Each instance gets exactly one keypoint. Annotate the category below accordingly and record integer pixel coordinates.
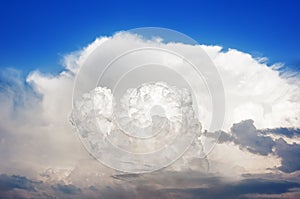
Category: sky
(39, 34)
(53, 52)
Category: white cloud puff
(253, 91)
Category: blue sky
(258, 152)
(36, 34)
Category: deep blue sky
(36, 34)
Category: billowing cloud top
(38, 141)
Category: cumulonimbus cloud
(253, 90)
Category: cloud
(36, 139)
(187, 185)
(246, 136)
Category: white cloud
(38, 135)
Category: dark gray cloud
(287, 132)
(290, 155)
(67, 189)
(8, 183)
(202, 186)
(247, 137)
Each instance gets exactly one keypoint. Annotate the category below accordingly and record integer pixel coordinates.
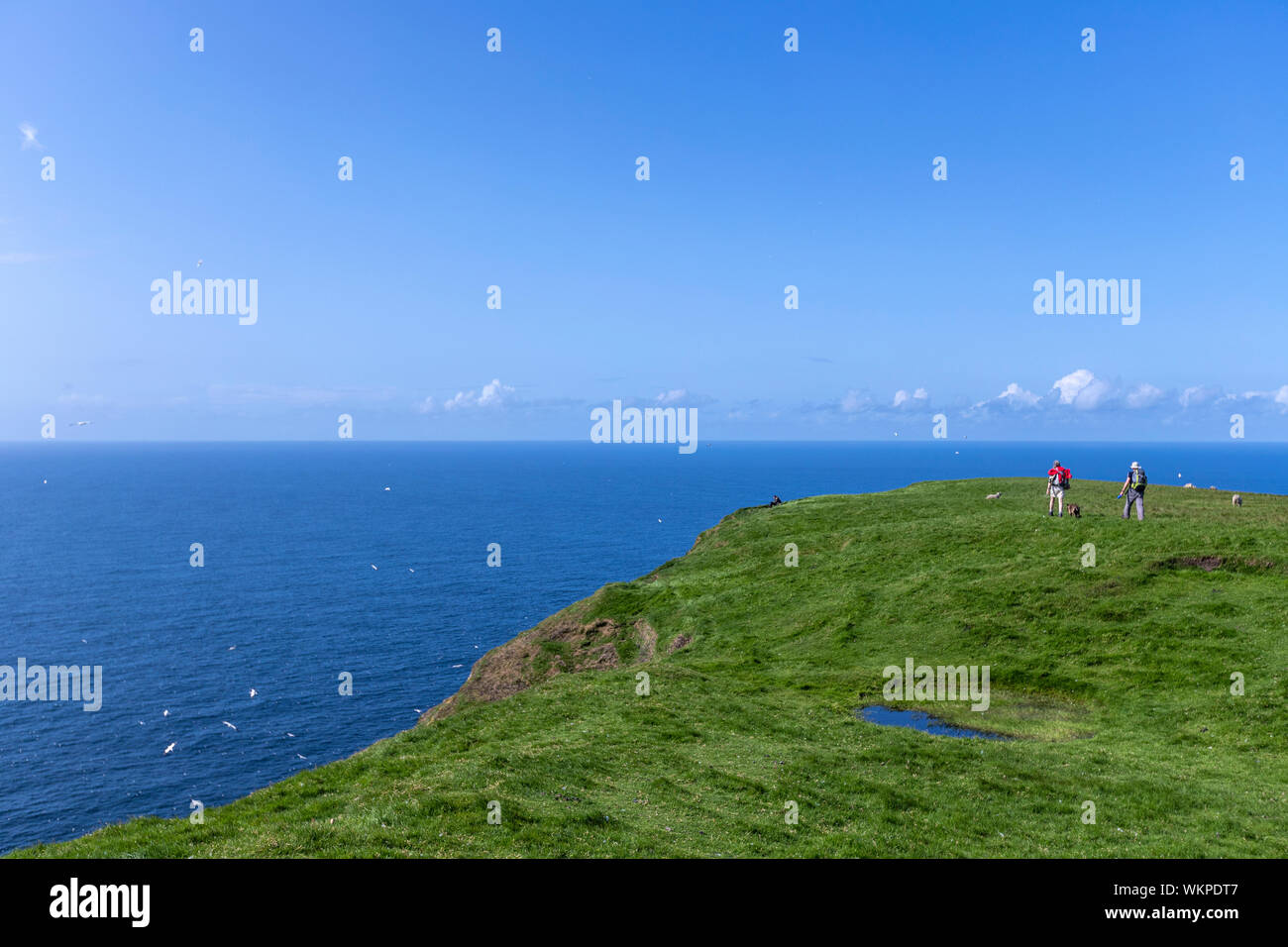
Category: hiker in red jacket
(1057, 480)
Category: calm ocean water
(94, 571)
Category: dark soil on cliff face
(561, 644)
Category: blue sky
(768, 169)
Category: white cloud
(1014, 395)
(1083, 390)
(1144, 395)
(1072, 384)
(493, 394)
(29, 137)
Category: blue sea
(94, 570)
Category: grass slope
(1115, 677)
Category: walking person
(1134, 489)
(1057, 479)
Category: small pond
(921, 720)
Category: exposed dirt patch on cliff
(647, 641)
(561, 644)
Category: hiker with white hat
(1134, 489)
(1057, 480)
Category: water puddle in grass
(921, 720)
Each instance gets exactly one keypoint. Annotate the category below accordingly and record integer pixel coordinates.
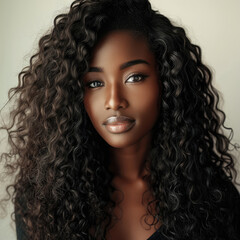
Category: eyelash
(142, 76)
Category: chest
(131, 220)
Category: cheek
(92, 107)
(147, 100)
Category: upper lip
(115, 119)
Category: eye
(94, 84)
(136, 78)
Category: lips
(119, 124)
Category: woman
(118, 132)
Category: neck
(129, 163)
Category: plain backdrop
(212, 24)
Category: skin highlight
(76, 178)
(114, 94)
(117, 96)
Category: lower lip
(120, 128)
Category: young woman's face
(122, 89)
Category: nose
(115, 98)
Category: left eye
(136, 78)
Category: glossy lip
(119, 124)
(116, 119)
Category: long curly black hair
(62, 186)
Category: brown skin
(113, 91)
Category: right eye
(94, 84)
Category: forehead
(120, 46)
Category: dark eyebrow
(133, 62)
(123, 66)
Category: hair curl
(62, 187)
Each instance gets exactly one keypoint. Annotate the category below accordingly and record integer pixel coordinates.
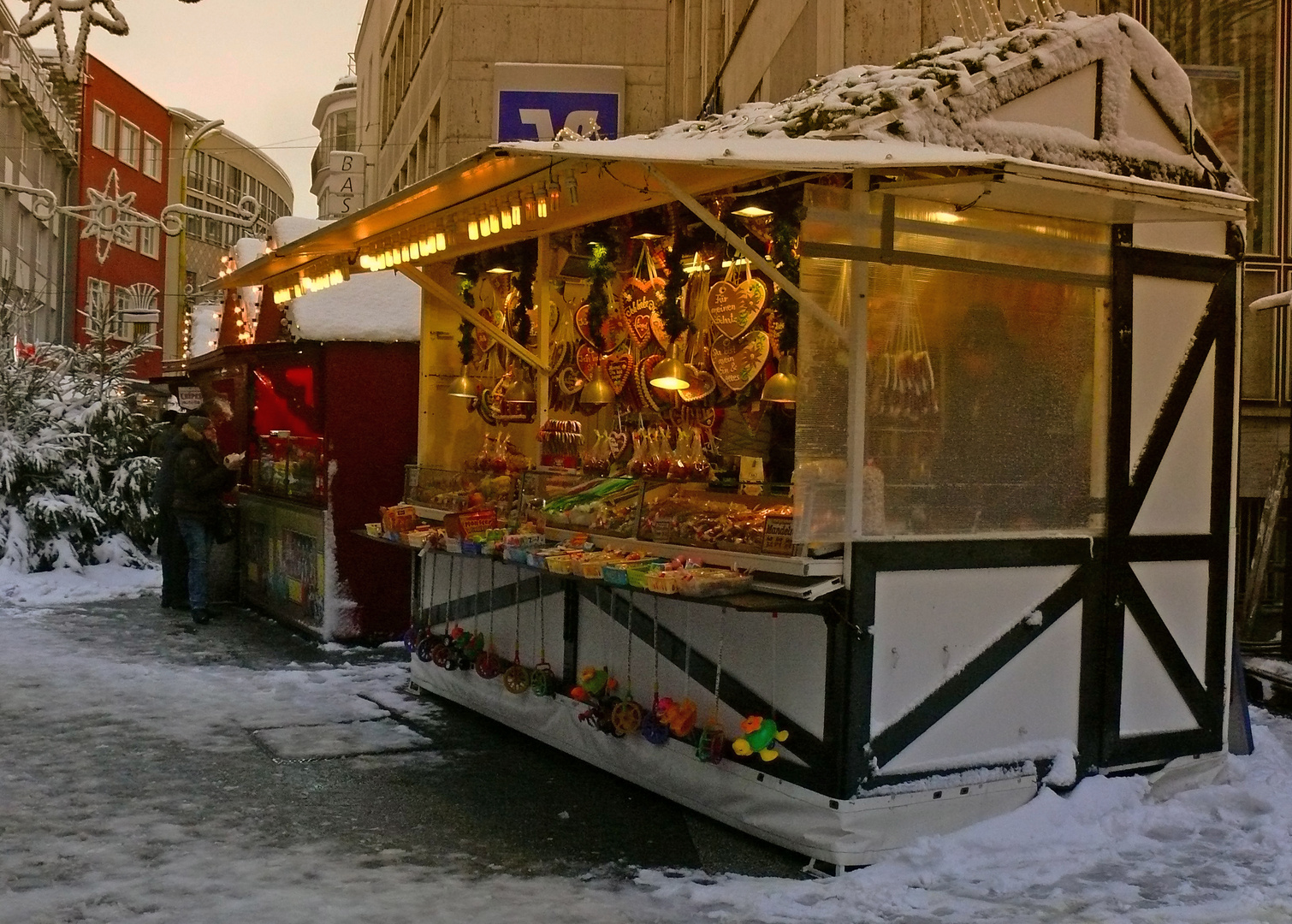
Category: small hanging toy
(517, 678)
(542, 678)
(760, 737)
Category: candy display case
(603, 506)
(437, 493)
(690, 514)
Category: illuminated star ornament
(103, 13)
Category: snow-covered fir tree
(74, 476)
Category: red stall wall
(371, 425)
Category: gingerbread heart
(734, 308)
(656, 326)
(738, 362)
(641, 300)
(702, 385)
(587, 359)
(619, 367)
(614, 331)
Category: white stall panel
(783, 660)
(1183, 237)
(929, 625)
(1149, 699)
(1028, 708)
(1165, 316)
(1178, 500)
(1178, 591)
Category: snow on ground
(78, 843)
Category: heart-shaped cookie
(641, 300)
(619, 367)
(614, 331)
(738, 362)
(656, 326)
(587, 359)
(702, 384)
(734, 308)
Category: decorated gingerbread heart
(734, 308)
(619, 367)
(641, 300)
(614, 331)
(738, 362)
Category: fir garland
(465, 341)
(671, 311)
(601, 270)
(785, 256)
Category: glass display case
(669, 513)
(289, 467)
(437, 493)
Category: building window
(151, 161)
(104, 133)
(128, 146)
(150, 242)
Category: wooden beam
(704, 215)
(451, 301)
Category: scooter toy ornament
(760, 737)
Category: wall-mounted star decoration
(43, 13)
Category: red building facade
(126, 131)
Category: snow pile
(376, 306)
(289, 228)
(942, 96)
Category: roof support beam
(750, 253)
(451, 301)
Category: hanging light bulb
(671, 375)
(783, 387)
(463, 387)
(598, 392)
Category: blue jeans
(197, 538)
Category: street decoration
(111, 210)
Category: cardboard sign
(469, 522)
(778, 536)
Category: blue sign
(537, 116)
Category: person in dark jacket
(166, 445)
(200, 478)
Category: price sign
(778, 536)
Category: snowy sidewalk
(142, 779)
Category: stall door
(1154, 660)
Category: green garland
(601, 270)
(465, 341)
(785, 256)
(671, 311)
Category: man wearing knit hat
(200, 478)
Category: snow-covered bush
(74, 480)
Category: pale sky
(260, 65)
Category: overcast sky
(260, 65)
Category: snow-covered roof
(1094, 93)
(376, 306)
(289, 228)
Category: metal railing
(21, 71)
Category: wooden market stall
(993, 293)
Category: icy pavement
(132, 789)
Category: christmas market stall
(324, 404)
(844, 468)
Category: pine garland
(601, 270)
(785, 256)
(465, 331)
(671, 311)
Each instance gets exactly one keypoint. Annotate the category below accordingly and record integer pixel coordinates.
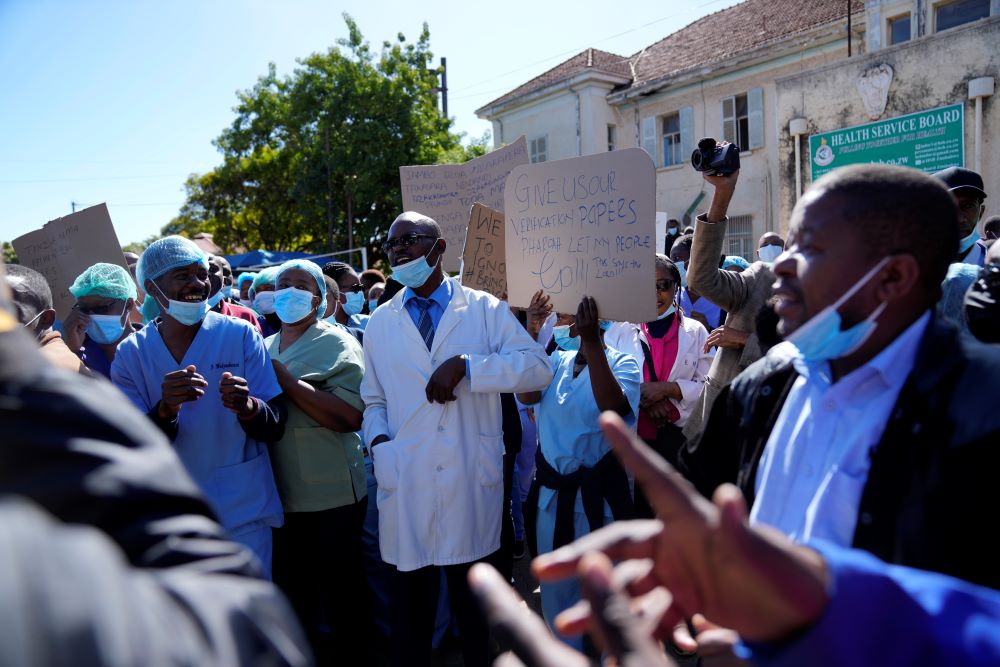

◆ ◆ ◆ ◆ ◆

Instructions to follow:
Pull every line from the data above that contains the string "face". The match is case-sensitive.

Task response:
Category: dark soil on cliff face
Category: young woman's face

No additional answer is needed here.